(EXERCISE REQUIREMENTS)
The answer must consist of the listing, reproduced exactly.

#####

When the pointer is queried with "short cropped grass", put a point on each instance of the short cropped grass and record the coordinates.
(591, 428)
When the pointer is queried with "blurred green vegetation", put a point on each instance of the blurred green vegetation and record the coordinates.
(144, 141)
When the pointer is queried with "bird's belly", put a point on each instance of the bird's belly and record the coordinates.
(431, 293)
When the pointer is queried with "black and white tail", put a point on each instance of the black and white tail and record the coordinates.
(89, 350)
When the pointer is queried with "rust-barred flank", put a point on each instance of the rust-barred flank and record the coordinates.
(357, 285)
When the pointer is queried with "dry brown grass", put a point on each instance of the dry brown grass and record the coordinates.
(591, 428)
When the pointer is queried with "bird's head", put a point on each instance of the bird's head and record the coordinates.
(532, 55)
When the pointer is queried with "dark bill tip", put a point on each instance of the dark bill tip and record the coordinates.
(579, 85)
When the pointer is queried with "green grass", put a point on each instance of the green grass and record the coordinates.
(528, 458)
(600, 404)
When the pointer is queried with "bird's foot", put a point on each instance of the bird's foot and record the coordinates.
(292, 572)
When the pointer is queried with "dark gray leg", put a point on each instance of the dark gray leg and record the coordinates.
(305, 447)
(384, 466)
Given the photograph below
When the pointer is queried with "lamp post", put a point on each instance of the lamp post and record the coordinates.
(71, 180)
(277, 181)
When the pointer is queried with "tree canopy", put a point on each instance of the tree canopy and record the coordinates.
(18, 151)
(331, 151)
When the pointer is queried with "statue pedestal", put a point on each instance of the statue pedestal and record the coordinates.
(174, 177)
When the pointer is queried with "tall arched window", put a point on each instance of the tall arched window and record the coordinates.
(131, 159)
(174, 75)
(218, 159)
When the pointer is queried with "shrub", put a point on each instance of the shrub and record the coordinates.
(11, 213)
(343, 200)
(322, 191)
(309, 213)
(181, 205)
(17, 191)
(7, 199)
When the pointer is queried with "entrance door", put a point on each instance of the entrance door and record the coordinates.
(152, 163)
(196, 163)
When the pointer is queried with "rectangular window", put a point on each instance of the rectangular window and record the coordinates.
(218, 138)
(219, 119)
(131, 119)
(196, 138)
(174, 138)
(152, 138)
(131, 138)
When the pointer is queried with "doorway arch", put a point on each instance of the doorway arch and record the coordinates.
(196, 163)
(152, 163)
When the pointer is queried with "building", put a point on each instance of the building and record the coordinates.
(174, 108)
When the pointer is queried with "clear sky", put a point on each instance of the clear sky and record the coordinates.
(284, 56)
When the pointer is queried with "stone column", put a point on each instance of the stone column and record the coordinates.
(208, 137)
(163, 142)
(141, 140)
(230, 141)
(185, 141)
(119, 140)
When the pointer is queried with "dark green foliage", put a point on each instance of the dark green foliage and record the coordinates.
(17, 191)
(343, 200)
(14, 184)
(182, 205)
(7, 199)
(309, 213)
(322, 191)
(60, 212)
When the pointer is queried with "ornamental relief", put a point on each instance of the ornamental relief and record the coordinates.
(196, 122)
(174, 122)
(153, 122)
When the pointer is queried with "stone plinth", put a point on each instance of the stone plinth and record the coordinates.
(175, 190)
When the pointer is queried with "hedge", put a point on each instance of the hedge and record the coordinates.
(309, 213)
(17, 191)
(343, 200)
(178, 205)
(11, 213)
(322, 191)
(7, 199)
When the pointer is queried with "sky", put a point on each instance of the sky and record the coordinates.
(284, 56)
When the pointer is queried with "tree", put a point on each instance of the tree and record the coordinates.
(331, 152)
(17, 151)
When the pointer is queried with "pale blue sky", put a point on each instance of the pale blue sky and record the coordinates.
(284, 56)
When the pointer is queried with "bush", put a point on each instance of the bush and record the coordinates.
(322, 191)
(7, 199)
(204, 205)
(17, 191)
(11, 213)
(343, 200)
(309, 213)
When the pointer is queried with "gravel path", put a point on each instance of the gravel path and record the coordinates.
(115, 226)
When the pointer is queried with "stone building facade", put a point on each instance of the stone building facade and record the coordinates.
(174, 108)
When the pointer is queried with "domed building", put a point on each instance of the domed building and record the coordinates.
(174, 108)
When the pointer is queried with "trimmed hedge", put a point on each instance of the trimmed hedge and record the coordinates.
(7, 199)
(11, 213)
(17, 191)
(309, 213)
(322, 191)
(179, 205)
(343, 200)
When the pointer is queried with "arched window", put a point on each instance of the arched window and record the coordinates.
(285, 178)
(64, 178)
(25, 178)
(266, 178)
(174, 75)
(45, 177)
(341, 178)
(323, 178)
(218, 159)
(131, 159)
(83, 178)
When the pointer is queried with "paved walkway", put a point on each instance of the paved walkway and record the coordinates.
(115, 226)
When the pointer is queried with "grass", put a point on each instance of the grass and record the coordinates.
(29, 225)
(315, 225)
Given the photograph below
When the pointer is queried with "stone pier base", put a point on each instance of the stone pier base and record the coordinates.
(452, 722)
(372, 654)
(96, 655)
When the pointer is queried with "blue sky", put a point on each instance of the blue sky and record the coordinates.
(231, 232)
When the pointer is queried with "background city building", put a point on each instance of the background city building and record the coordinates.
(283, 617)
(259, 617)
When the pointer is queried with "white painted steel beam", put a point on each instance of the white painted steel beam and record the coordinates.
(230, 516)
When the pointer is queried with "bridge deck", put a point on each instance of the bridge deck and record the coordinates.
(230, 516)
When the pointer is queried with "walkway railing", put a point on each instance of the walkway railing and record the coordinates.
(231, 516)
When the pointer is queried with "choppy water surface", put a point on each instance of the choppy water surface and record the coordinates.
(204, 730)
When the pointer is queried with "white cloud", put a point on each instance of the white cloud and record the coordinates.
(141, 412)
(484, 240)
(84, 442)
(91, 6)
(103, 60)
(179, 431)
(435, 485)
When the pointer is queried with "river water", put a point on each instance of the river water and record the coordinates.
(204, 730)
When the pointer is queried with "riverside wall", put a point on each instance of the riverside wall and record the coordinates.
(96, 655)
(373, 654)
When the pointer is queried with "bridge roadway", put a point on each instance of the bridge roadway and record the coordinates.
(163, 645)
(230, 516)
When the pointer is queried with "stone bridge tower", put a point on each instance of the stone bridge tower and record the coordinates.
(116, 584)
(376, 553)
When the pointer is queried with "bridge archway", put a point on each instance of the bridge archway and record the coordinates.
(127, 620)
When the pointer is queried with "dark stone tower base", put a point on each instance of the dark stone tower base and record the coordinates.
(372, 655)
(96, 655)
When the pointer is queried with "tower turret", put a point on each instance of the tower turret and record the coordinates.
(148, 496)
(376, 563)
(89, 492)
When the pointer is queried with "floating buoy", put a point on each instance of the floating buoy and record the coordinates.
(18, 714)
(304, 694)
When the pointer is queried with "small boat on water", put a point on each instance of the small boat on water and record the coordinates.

#####

(FINAL ANSWER)
When the pointer is queried with "short cropped grass", put a point on each instance of the short cropped grass and record the coordinates.
(591, 428)
When the pointer is queried with "blurred green vegetation", put a point on each instance of the blurred green vegetation and record the coordinates.
(144, 141)
When the pointer is queried with "bird's belly", put a point on each instance of the bird's belly and record the coordinates.
(431, 293)
When the pointer is queried with "black and white tail", put a point on each instance of the black and white tail and record the coordinates.
(89, 350)
When the pointer is queried with "rust-barred flank", put a point on each instance of the rust-barred flank and record the coordinates.
(357, 285)
When the pointer is queried with "dry brown grass", put a point on each instance of the dry brown grass and record the coordinates.
(591, 428)
When the pointer is queried with "bird's head", put a point on each instance of the bird's head and record the coordinates.
(532, 55)
When the pointer is queried with "dark bill tip", put a point on each instance of the dark bill tip and record the coordinates.
(579, 85)
When the pointer is queried with "green grass", put a point on each instance of the green grass and record the coordinates.
(528, 458)
(600, 404)
When the pointer is queried with "bird's foot", put a point on each instance of the bird's foot and record the coordinates.
(292, 572)
When the pointer is queried with "dark gray leg", put a point on each instance of the dark gray leg and record the coordinates.
(305, 447)
(384, 466)
Given the photograph below
When the pointer is queried with "lamp post", put a point on each instance of the lamp post and record the coordinates.
(71, 180)
(277, 181)
When the pointer is queried with "tree canopy", put a point on each instance of the tree canopy and record the coordinates.
(18, 151)
(331, 151)
When the pointer is queried with "statue pedestal", put a point on each instance of the statue pedestal and record the coordinates.
(174, 177)
When the pointer is queried with "tall arched window", put a point on each instance of the tall arched window and record the coordinates.
(131, 159)
(174, 75)
(218, 159)
When the pointer is queried with "shrub", put a point on each instance of the shrub and record the coordinates.
(11, 213)
(343, 200)
(322, 191)
(309, 213)
(181, 205)
(17, 191)
(7, 199)
When the pointer is queried with "entrance door", put a point on each instance of the entrance door and record the coordinates.
(152, 163)
(196, 163)
When the pointer is queried with "rectangular window", put a point on each instance of the rectangular window and record the coordinates.
(218, 138)
(219, 119)
(131, 119)
(196, 138)
(174, 138)
(152, 138)
(131, 138)
When the pointer is queried with "doorway arch", put a point on each instance of the doorway arch and record the coordinates.
(196, 163)
(152, 163)
When the pointer is queried with "building", put a point on each instance of the building and record the coordinates.
(174, 108)
When the pointer is queried with "clear sky", put a point on each instance of the clear sky and record the coordinates.
(284, 56)
When the pointer is queried with "stone column", put a point on each instance of the stone column and record the coordinates.
(208, 137)
(163, 142)
(141, 140)
(230, 141)
(185, 141)
(119, 140)
When the pointer is queried with "dark green foliage", put a point on each instance of the dark green foliage and record the coordinates.
(17, 191)
(343, 200)
(14, 184)
(182, 205)
(7, 199)
(309, 213)
(322, 191)
(60, 212)
When the pointer is queried with "ornamental relief", put a point on each instance of the ornamental relief and record the coordinates.
(196, 122)
(174, 122)
(153, 122)
When the pointer is queried with "stone plinth", put a point on each instance of the stone plinth and record the coordinates.
(175, 190)
When the pointer is queried with "hedge", put a point on each instance of the hedge and record the coordinates.
(309, 213)
(17, 191)
(343, 200)
(178, 205)
(11, 213)
(322, 191)
(7, 199)
When the pointer is queried with "sky", put a point on each instance of the sky and record the coordinates.
(284, 56)
When the pointer is queried with "tree", put a point on each instance of the tree and record the coordinates.
(331, 152)
(17, 151)
When the pointer is queried with "pale blue sky", put a point on each instance of the pale blue sky and record the coordinates.
(284, 56)
When the pointer is queried with "bush", put a point on each instance of the bush and record the coordinates.
(322, 191)
(7, 199)
(204, 205)
(17, 191)
(11, 213)
(343, 200)
(309, 213)
When the pointer is queried with "gravel path", put a point on each instance of the gravel path and record the coordinates.
(115, 226)
When the pointer is queried with "stone building facade", put a point on each instance of the stone building facade and record the coordinates.
(174, 108)
When the pointer is queried with "domed building", put a point on each instance of the domed building and record the coordinates.
(174, 108)
When the pointer is queried with "trimmed hedge", put a point on each instance of the trimmed hedge and record the coordinates.
(7, 199)
(11, 213)
(17, 191)
(309, 213)
(322, 191)
(179, 205)
(343, 200)
When the pointer is queried with "arched window", put a point on each instance of the arched window and record the coordinates.
(285, 178)
(64, 178)
(25, 178)
(266, 178)
(174, 75)
(45, 177)
(341, 178)
(323, 178)
(218, 159)
(131, 159)
(83, 178)
When the pointer is queried with "paved walkway", put a point on each instance of the paved walkway and record the coordinates.
(115, 226)
When the pointer is queried with "grass", put a point on each instance of the grass and record the coordinates.
(29, 225)
(315, 225)
Given the photograph below
When the pointer is queried with "stone pier base", put a point on each instance of the stone pier base and record the coordinates.
(452, 722)
(372, 654)
(96, 655)
When the pointer is queried with "blue sky", put a point on each instance of the blue sky and record the coordinates.
(231, 232)
When the pointer is queried with "background city building", put a point on each instance of the background city building and record the coordinates.
(283, 617)
(259, 617)
When the pointer is queried with "white painted steel beam", put a point on each instance of the white painted steel beam and record the coordinates.
(230, 516)
When the pointer is queried with "bridge deck", put a point on each instance of the bridge deck and record the coordinates.
(230, 516)
When the pointer is queried with "walkway railing", put a point on each instance of the walkway railing and record the coordinates.
(231, 516)
When the pointer is queried with "choppy water surface", put a point on each instance of the choppy water surface and record the coordinates.
(204, 730)
When the pointer is queried with "white cloud", put a point on each instance of the white cloud and record the coordinates.
(141, 412)
(484, 240)
(84, 442)
(91, 6)
(103, 60)
(179, 431)
(435, 485)
When the pointer is queried with "river water", put a point on each instance of the river water and record the coordinates.
(204, 730)
When the pointer is queried with "riverside wall", put a point on each instance of the riverside wall and record the coordinates.
(96, 655)
(373, 654)
When the pointer is queried with "bridge roadway", put a point on each instance of the bridge roadway and record the coordinates.
(163, 645)
(230, 516)
When the pointer is queried with "stone bridge tower", put a point on each instance of the stone bridge tower and record the coordinates.
(116, 584)
(376, 553)
When the pointer is queried with "bridge archway", put a point on each instance of the bridge archway and record the coordinates.
(127, 620)
When the pointer is queried with "dark stone tower base", put a point on each instance of the dark stone tower base and record the coordinates.
(372, 655)
(96, 655)
When the pointer is queried with "tower turret", put a point on each instance of the tower turret and record the coordinates.
(148, 496)
(376, 563)
(89, 492)
When the pointer is queried with "floating buoy", put a point on each instance of the floating buoy and record the coordinates.
(18, 714)
(304, 694)
When the pointer is queried with "small boat on water", put a point on each instance of the small boat on water and record the coordinates.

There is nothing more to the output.